*THE REQUEST*
How many lines in the material below contain the string "trace"? Give only the number.

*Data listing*
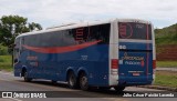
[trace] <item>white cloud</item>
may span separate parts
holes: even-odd
[[[1,0],[0,17],[19,14],[44,27],[54,24],[139,18],[162,28],[177,22],[176,0]]]

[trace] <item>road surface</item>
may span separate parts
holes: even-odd
[[[138,93],[142,91],[160,91],[154,89],[128,87],[122,93],[108,91],[81,91],[69,89],[64,83],[52,84],[51,81],[34,80],[24,82],[22,78],[15,78],[10,72],[0,71],[0,91],[55,91],[59,98],[42,99],[0,99],[0,101],[176,101],[177,98],[121,98],[124,93]],[[176,92],[169,92],[176,93]]]

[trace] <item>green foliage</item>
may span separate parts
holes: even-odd
[[[177,24],[155,29],[156,44],[177,44]]]
[[[0,55],[0,70],[12,71],[11,55]]]
[[[7,54],[9,54],[8,48],[0,44],[0,55],[7,55]]]
[[[39,23],[29,23],[23,17],[3,16],[0,19],[0,43],[10,47],[17,36],[33,30],[42,30],[42,27]]]

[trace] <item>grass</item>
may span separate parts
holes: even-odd
[[[158,68],[177,68],[177,61],[157,61]]]
[[[0,55],[0,70],[12,71],[11,55]]]
[[[177,67],[176,61],[157,61],[157,67]],[[0,55],[0,70],[12,71],[11,55]],[[157,71],[155,85],[177,88],[177,72]]]
[[[177,88],[177,72],[174,71],[157,71],[155,85],[164,85]]]

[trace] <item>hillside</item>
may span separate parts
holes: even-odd
[[[156,44],[177,44],[177,23],[163,28],[155,29]]]
[[[177,24],[155,29],[157,60],[177,61]]]

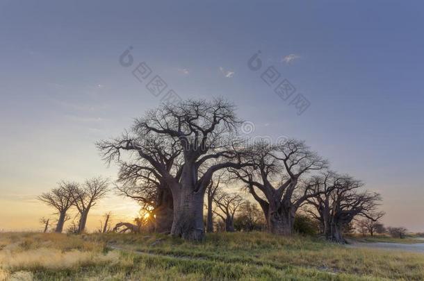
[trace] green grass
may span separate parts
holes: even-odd
[[[0,280],[424,280],[422,254],[263,232],[211,234],[203,243],[152,234],[4,233],[0,249]]]

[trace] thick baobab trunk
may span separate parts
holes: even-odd
[[[206,232],[213,232],[213,212],[212,212],[212,200],[208,198],[208,216],[206,218]]]
[[[279,235],[291,235],[295,223],[295,212],[286,211],[281,205],[270,205],[268,216],[268,231]]]
[[[79,219],[79,224],[78,225],[78,233],[81,234],[85,230],[85,224],[87,224],[87,217],[88,216],[88,210],[81,213]]]
[[[194,193],[184,189],[180,189],[177,196],[174,194],[172,236],[187,240],[203,240],[203,198],[200,192]]]
[[[44,223],[44,230],[43,231],[43,233],[46,233],[47,232],[47,229],[49,228],[49,221],[50,221],[50,219],[47,219],[46,221],[46,222]]]
[[[329,225],[329,233],[327,235],[329,240],[339,244],[345,244],[346,241],[343,237],[341,223],[331,223]]]
[[[225,231],[227,232],[234,232],[236,231],[234,230],[234,221],[229,216],[225,219]]]
[[[154,210],[154,231],[170,233],[174,221],[174,202],[171,191],[167,188],[161,191],[159,205]]]
[[[154,231],[158,233],[170,233],[174,221],[174,209],[168,206],[160,206],[154,211]]]
[[[56,226],[55,232],[57,233],[62,233],[63,231],[63,225],[65,224],[65,218],[66,217],[66,213],[62,212],[59,214],[59,219],[58,220],[58,224]]]

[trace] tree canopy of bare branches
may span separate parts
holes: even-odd
[[[218,207],[218,210],[214,212],[225,223],[225,231],[234,232],[234,215],[244,204],[245,199],[235,193],[220,191],[213,197],[213,202]]]
[[[63,230],[63,225],[67,219],[67,212],[74,203],[72,190],[78,187],[76,182],[59,182],[59,186],[45,192],[38,197],[40,201],[53,207],[59,215],[55,231],[61,233]]]
[[[220,99],[163,104],[136,121],[132,136],[100,142],[98,147],[106,161],[119,160],[122,150],[137,152],[142,169],[171,191],[172,235],[201,240],[204,196],[213,173],[247,166],[241,160],[243,152],[235,150],[231,141],[231,133],[240,124],[234,110],[233,104]],[[170,145],[176,153],[157,149]]]
[[[323,173],[316,180],[318,195],[308,201],[315,211],[311,213],[320,222],[327,239],[345,243],[343,228],[357,216],[373,219],[381,197],[377,193],[363,190],[361,181],[333,172]]]
[[[302,180],[309,171],[327,166],[303,142],[288,139],[278,145],[258,142],[251,147],[253,167],[231,169],[261,207],[268,230],[290,235],[297,209],[316,195],[314,182]]]
[[[108,180],[101,177],[86,180],[82,187],[78,186],[72,189],[73,204],[79,213],[78,233],[84,232],[88,212],[106,196],[108,191]]]

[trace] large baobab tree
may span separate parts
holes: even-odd
[[[220,189],[220,180],[221,177],[218,176],[216,180],[211,180],[206,188],[206,232],[209,233],[213,232],[213,198]]]
[[[221,191],[213,198],[213,202],[219,209],[215,214],[225,223],[225,231],[234,232],[234,215],[245,203],[245,199],[237,194]]]
[[[309,171],[326,168],[327,162],[303,142],[295,139],[278,145],[258,142],[251,150],[254,165],[231,171],[246,184],[259,203],[268,230],[290,235],[297,210],[307,198],[315,196],[314,183],[302,180],[301,177]]]
[[[101,177],[85,180],[82,187],[76,187],[72,190],[74,205],[79,213],[78,233],[84,232],[88,212],[108,191],[108,180]]]
[[[316,217],[327,239],[345,243],[343,229],[355,217],[373,219],[381,198],[377,193],[361,190],[363,186],[350,176],[334,173],[325,173],[314,185],[317,195],[308,198],[308,202],[314,207]]]
[[[61,233],[63,230],[63,225],[67,219],[66,214],[74,203],[72,191],[77,187],[78,184],[76,182],[63,181],[58,187],[38,197],[38,200],[56,210],[59,217],[55,232],[58,233]]]
[[[148,210],[154,219],[156,232],[170,232],[174,201],[164,176],[179,177],[179,144],[174,139],[139,135],[133,130],[133,137],[126,134],[99,142],[97,146],[108,163],[113,160],[120,166],[117,194],[136,201],[142,209]],[[126,161],[123,151],[128,153]]]
[[[229,102],[188,100],[149,111],[136,121],[133,137],[117,142],[102,142],[98,146],[108,159],[119,157],[117,150],[136,151],[148,162],[146,169],[171,191],[174,207],[171,234],[200,240],[204,237],[204,196],[214,173],[247,165],[242,161],[243,152],[234,149],[231,139],[240,124],[234,105]],[[167,169],[163,159],[146,147],[159,140],[175,142],[181,151],[174,173]]]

*CORRECT OUTPUT*
9